> _EXERCISE INSTRUCTIONS_: Among the records below, find each line bearing the word "rough" and copy it.

Collected data
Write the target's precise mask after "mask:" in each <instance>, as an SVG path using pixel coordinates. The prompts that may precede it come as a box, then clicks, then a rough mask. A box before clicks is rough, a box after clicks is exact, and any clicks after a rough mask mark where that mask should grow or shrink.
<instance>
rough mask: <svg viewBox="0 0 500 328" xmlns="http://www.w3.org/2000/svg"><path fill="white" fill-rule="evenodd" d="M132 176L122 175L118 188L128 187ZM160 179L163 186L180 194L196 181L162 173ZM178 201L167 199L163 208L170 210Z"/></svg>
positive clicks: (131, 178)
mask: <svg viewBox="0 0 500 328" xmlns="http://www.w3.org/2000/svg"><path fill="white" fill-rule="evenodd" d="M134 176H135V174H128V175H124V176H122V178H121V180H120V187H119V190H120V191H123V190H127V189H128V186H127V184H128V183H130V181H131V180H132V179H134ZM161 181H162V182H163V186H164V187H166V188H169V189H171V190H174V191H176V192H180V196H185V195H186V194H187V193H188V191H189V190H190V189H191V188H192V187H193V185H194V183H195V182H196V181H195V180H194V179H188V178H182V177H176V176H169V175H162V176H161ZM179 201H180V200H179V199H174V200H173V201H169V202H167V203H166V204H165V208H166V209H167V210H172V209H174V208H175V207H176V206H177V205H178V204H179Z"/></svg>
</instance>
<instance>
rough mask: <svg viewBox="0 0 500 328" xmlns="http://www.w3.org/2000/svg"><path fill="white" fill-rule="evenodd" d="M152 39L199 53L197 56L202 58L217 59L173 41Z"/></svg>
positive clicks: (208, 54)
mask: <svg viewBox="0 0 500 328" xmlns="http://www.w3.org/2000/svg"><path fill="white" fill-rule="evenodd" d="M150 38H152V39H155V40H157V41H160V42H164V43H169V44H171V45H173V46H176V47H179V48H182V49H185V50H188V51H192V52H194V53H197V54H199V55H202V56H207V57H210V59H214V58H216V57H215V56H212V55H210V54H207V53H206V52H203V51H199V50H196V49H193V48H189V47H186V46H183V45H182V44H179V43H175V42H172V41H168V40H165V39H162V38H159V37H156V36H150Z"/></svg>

> _RESPONSE AREA_:
Write the target's precise mask after "mask:" in each <instance>, as an SVG path using pixel coordinates. The prompts that may precede it come as a box, then clicks, then a rough mask. A box before clicks is rough, a box after clicks is exact, and any clicks after a rough mask mark where that mask should grow or shrink.
rough mask: <svg viewBox="0 0 500 328" xmlns="http://www.w3.org/2000/svg"><path fill="white" fill-rule="evenodd" d="M132 176L122 175L118 188L128 187ZM160 179L163 186L180 194L196 181L162 173ZM178 201L167 199L163 208L170 210Z"/></svg>
rough mask: <svg viewBox="0 0 500 328" xmlns="http://www.w3.org/2000/svg"><path fill="white" fill-rule="evenodd" d="M152 39L199 53L197 56L202 58L217 59L173 41Z"/></svg>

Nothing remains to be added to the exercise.